The task> Write out exactly, please, the lines from the one containing "of the recessed" to the end of the material.

Excerpts from point annotation data:
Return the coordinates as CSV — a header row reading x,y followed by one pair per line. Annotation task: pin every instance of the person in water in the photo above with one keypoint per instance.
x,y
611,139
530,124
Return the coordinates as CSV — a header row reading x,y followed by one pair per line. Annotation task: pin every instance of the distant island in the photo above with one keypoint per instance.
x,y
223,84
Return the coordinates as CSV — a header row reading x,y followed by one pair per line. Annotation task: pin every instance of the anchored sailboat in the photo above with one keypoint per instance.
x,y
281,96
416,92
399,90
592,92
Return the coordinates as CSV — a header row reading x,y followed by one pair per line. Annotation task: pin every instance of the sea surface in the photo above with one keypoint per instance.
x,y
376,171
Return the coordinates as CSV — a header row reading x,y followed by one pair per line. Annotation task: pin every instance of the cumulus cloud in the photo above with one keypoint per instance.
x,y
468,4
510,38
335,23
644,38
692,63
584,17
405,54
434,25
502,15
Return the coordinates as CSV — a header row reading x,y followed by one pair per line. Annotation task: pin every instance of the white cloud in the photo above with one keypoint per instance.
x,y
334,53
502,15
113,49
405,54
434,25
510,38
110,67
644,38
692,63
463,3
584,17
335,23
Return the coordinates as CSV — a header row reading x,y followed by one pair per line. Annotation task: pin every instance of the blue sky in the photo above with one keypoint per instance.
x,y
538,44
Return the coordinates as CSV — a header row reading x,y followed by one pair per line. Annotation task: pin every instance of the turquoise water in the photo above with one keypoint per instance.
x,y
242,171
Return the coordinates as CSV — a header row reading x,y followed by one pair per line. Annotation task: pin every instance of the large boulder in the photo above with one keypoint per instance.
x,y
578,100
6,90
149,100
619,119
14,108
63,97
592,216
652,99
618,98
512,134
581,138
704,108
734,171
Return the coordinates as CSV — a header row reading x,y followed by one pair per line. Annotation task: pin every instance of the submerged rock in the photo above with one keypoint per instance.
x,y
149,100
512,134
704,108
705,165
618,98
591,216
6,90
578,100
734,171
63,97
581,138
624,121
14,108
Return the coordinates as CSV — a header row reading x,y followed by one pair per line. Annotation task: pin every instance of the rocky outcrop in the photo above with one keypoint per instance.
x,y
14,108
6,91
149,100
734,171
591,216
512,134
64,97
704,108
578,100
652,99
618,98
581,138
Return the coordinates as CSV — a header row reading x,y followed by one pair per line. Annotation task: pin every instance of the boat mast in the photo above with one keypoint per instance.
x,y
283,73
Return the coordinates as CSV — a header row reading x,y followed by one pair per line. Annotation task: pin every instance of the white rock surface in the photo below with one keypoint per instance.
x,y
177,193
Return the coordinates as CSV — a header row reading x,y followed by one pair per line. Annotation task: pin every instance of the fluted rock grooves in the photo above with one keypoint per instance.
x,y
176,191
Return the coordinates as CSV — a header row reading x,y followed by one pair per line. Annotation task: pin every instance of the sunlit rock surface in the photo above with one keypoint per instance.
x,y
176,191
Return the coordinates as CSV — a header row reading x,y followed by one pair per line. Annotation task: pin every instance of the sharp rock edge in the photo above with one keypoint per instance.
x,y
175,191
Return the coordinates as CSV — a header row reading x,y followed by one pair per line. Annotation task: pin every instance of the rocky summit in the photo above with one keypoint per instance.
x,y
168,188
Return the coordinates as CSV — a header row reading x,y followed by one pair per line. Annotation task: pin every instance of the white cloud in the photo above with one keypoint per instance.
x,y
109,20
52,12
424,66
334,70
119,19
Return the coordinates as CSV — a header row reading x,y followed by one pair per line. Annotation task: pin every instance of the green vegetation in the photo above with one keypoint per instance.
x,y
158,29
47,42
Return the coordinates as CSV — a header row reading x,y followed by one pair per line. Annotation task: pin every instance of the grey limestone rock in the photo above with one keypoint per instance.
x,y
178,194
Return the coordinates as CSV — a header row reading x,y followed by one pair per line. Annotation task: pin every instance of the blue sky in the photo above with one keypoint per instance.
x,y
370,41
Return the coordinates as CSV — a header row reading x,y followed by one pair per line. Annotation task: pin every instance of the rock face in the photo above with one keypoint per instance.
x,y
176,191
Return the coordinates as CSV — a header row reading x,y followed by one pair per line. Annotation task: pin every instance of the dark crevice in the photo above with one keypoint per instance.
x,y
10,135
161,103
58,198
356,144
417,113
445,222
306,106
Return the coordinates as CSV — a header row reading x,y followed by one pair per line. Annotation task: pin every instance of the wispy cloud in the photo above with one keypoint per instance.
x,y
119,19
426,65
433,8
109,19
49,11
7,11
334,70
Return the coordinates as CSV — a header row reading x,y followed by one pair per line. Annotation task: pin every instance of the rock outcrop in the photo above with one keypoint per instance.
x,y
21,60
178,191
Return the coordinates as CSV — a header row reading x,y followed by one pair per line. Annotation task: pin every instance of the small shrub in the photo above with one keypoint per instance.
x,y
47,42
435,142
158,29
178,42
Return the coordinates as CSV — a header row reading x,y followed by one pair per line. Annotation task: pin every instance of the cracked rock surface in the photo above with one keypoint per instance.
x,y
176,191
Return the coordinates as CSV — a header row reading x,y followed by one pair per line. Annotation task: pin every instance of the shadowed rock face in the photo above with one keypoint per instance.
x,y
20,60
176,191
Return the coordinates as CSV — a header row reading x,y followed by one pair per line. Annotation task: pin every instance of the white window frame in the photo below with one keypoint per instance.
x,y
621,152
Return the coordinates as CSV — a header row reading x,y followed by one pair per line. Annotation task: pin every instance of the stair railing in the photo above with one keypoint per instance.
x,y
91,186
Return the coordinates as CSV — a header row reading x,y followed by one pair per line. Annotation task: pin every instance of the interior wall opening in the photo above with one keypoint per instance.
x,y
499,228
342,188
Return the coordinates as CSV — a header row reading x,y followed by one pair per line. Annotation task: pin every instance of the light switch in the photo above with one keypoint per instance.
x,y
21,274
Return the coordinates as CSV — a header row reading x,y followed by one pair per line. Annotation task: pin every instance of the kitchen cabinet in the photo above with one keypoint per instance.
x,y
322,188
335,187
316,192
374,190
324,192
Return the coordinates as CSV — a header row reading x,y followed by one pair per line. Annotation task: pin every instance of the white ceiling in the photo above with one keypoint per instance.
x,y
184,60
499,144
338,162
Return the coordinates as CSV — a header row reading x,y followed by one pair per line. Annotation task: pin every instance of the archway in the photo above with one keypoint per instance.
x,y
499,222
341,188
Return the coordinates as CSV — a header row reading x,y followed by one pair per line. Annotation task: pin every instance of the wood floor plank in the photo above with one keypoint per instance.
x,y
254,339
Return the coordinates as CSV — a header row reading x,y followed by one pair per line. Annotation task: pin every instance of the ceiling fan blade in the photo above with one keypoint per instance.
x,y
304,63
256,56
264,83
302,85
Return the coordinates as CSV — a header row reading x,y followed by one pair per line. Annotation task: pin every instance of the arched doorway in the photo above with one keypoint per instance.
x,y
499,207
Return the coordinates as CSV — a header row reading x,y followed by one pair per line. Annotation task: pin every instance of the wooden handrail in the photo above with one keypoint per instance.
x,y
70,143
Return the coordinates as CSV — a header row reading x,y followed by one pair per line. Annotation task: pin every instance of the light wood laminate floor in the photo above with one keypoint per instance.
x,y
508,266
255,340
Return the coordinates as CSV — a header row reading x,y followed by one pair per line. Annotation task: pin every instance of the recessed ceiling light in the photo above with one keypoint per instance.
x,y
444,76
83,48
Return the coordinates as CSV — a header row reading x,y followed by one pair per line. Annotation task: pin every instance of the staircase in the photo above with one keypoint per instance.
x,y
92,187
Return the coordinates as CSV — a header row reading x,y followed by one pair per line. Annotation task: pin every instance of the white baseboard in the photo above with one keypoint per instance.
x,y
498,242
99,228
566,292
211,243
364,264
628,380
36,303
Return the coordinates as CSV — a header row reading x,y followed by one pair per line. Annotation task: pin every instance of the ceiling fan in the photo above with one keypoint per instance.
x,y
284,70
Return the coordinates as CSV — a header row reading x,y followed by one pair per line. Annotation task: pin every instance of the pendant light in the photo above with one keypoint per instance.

Solved exercise>
Return the coordinates as CSV — a header row reading x,y followed by one pair per line. Annotation task: pin every instance of the recessed ceiling light in the photo above with one keypoint per instance.
x,y
444,76
83,48
Return the coordinates as CSV — a header row reading x,y followed by one pair per line. Annotation task: pin every instance of the staircase in the photo above with one keypoint per instance.
x,y
92,187
Return the coordinates as CSV — a header row reading x,y followed by one pair per line. Annotation task: pin every instance of the white baseboard in the photo above with one keypoint per instance.
x,y
498,242
99,228
566,292
211,243
364,264
628,380
36,303
Return the coordinates as CSV — a header row reading x,y followed by one pair per line. Annotation task: pin every instance of the ceiling fan in the photo above with one keypoint per instance.
x,y
284,70
Return the coordinates as CSV — a header row reading x,y followed by one pair per line. Annotation task: pin every instance of the pendant light in the photo above with one keypoint per instance.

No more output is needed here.